# Supplied passage:
In [1]:
# default_exp datasets

# Preparing Free Recall Data
Whether working with simulated free recall data or the real deal, it has to be represented in a standardized way to enable interchangeable use of library functions.

For most of our analyses of free recall data, we'll follow the lead of the [Psifr library](https://psifr.readthedocs.io/en/latest/index.html) and represent most of our data in a long table format (encoded using `pandas`), with each row corresponding to a study or recall event and tracking for each event a subject index, a trial index, an input or output position, and item id. To identify items, we'll use a unique index or text string depending on the features of the item we're interested in.

Here we'll demonstrate the format using a few well-known datasets I'm using for research. Data preprocessing code is assigned to the `datasets` submodule of the `compmemlearn` package.

## Murdock1962 Dataset
> Murdock, B. B., Jr. (1962). The serial position effect of free recall. Journal of Experimental Psychology, 64(5), 482-488. https://doi.org/10.1037/h0045106  

Our data structure associated with Murdock (1962) has three `LL` structures that each seem to correspond to a different data set with different list lengths.  Inside
each structure is:
- `recalls` with 1200 rows and 50 columns. Each row presumably represents a subject, and each column seems to
  correspond to a recall position, with -1 coded for intrusions. `MurdData_clean.mat` probably doesn't have these
  intrusions coded at all.

# What is asked:
Pick up the free recall data preparation notes above where they stop and keep writing in the same style.

# Material provided:

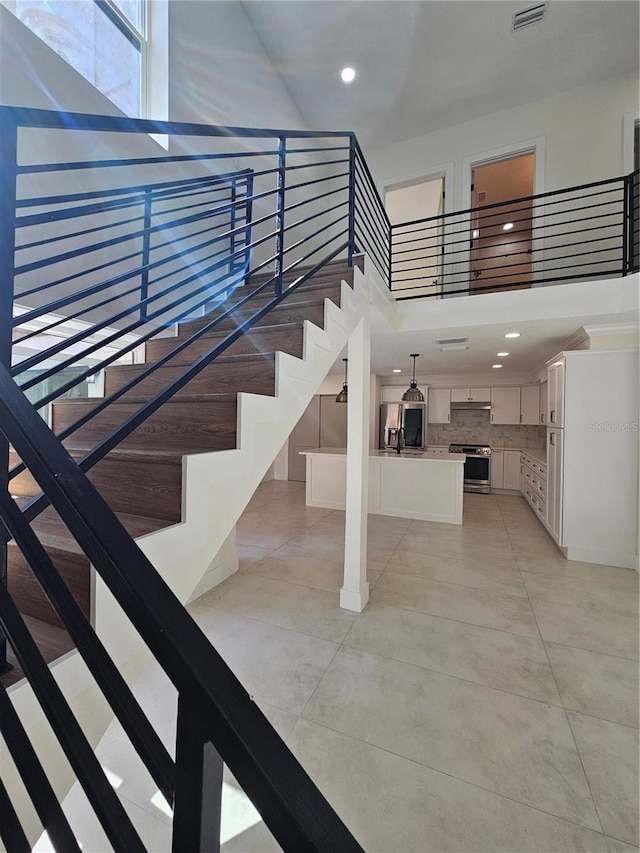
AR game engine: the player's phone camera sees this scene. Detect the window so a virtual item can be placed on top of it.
[0,0,145,118]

# Written response:
- `listlength` is an integer indicating how long the studied list is.
- `subject` is a 1200x1 vector coding the identities of each subject for each row. Each subject seems to get 80 rows a piece. He really got that much data for each subject?
- `session` similarly codes the index of the session under consideration, and it's always 1 in this case.
- `presitemnumbers` probably codes the number associated with each item. Is just its presentation index.

We'll enable selection of relevant information from these structures based on which `LL` structure we're interested in using a `dataset_index` parameter.

In [2]:
# export

import scipy.io as sio
import numpy as np
import pandas as pd
from psifr import fr

def prepare_murdock1962_data(path, dataset_index=0):
    """
    Prepares data formatted like `data/MurdData_clean.mat` for fitting.

    Loads data from `path` with same format as `data/MurdData_clean.mat` and
    returns a selected dataset as an array of unique recall trials and a
    dataframe of unique study and recall events organized according to `psifr`
    specifications.

    **Arguments**:
    - path: source of data file
    - dataset_index: index of the dataset to be extracted from the file

    **Returns**:
    - trials: int64-array where rows identify a unique trial of responses and
        columns corresponds to a unique recall index.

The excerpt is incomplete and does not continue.